A partir dessa visão holística da Gestalt-terapia, o corpo pode ser compreendido como uma expressão do ser, ou seja, uma representação que revela sinais e pistas sobre o indivíduo no seu contexto. De acordo com Perls, Hefferline & Goodman (1997) o corpo funciona entre o organismo e o meio ambiente, mostrando como o indivíduo está se relacionando com o que o rodeia (essa relação é chamada de campo e será abordada mais adiante). O corpo é mais do que algo físico, ele é manifestação, é a comunicação de necessidades, bloqueios, potenciais.

Dar lugar para essas expressões e percebê-las, é uma ferramenta potente para a terapia. Perceber o corpo dessa forma possibilita entrar em contato com o campo, com as potencialidades e os bloqueios do organismo (Ginger, 1995).

Como abordagem da psicologia que se diferencia por conceber o eu (self) como contato, movimento criador diante da experiência da novidade do mundo e do outro, a Gestalt-terapia compreende a existência como um fluxo contínuo de transformação e crescimento, dado a partir do contato no campo organismo/ambiente (Alvim, 2014).

• _LINHAS FORNECIDAS_:

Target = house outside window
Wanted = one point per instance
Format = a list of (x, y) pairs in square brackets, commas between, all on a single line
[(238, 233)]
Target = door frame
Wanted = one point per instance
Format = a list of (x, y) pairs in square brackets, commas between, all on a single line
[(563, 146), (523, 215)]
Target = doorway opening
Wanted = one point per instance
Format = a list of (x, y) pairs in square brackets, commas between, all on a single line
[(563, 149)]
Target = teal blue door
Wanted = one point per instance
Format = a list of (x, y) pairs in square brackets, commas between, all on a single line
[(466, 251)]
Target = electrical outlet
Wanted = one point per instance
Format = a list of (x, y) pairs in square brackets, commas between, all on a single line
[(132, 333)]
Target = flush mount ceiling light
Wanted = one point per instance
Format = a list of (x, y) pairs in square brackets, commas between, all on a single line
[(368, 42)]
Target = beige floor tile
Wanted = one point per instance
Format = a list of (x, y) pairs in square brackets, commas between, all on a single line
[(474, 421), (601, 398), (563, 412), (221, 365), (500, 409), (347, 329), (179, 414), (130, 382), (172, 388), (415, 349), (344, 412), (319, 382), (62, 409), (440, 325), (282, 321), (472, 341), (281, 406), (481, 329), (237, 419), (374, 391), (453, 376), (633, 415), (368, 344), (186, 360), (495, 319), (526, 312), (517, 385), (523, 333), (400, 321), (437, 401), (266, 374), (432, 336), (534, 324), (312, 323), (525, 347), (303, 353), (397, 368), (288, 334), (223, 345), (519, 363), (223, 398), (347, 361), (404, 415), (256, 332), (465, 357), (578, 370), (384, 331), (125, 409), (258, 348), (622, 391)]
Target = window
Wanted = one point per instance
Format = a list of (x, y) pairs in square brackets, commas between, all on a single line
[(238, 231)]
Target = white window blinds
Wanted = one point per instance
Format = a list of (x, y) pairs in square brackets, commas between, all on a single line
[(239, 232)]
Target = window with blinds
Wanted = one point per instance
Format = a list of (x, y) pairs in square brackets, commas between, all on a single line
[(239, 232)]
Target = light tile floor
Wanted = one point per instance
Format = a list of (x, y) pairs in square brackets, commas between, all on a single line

• _AÇÕES NECESSÁRIAS_:
(a) Liste todas as obras citadas no texto sobre Gestalt-terapia, indicando os autores e o ano de cada uma.
(b) Transcreva o trecho do texto sobre Gestalt-terapia de "Como abordagem da" até "organismo/ambiente (Alvim, 2014).".
(c) Dê continuidade ao texto sobre Gestalt-terapia a partir da última frase apresentada.

• _RESPOSTAS_:
(a)
- Perls, Hefferline & Goodman (1997)
- Ginger (1995)
- Alvim (2014)

(b)
Como abordagem da psicologia que se diferencia por conceber o eu (self) como contato, movimento criador diante da experiência da novidade do mundo e do outro, a Gestalt-terapia compreende a existência como um fluxo contínuo de transformação e crescimento, dado a partir do contato no campo organismo/ambiente (Alvim, 2014).

(c)
O contato é mudança e criação, é sinônimo de saúde do organismo. Para Perls, Hefferline & Goodman (1997) “é justamente na saúde e na espontaneidade que os homens parecem mais diferentes, mais imprevisíveis, mais ‘excêntricos’.” (p. 93), pois, saúde é quando o organismo é criativo para lidar com as intercorrências do meio, com espontaneidade. Caso contrário, ele se enquadra nas normas e aliena o que é seu organicamente, e essa rigidez acaba gerando adoecimento.

Os sintomas do corpo são, portanto, tentativas do organismo de se autorregular diante de situações do ambiente. São essas reações que expõem o campo, expõem a tentativa do organismo de se equilibrar diante das suas necessidades para/com o meio (Lima, 2013). Dar voz a esse corpo e percebê-lo enquanto expressão do que é funcional ou não ao organismo, é fundamental para a transformação e adaptação criativa dos organismos, ou seja, para a preservação de sua saúde.

No entanto, essa perspectiva de corpo, como aponta a Gestalt-terapia, vai de encontro com a perspectiva de corpo divulgado pela mídia, visto pelos canais de divulgação, como TV e internet, que exaltam sua forma física. Segundo Moreira (2010), estudos mostram como essa mídia influencia na subjetividade. Mas vale lembrar que essa mídia não é a causadora dessa perspectiva, mas sim uma impulsionadora de valores, e que valores são esses que estão sendo passados?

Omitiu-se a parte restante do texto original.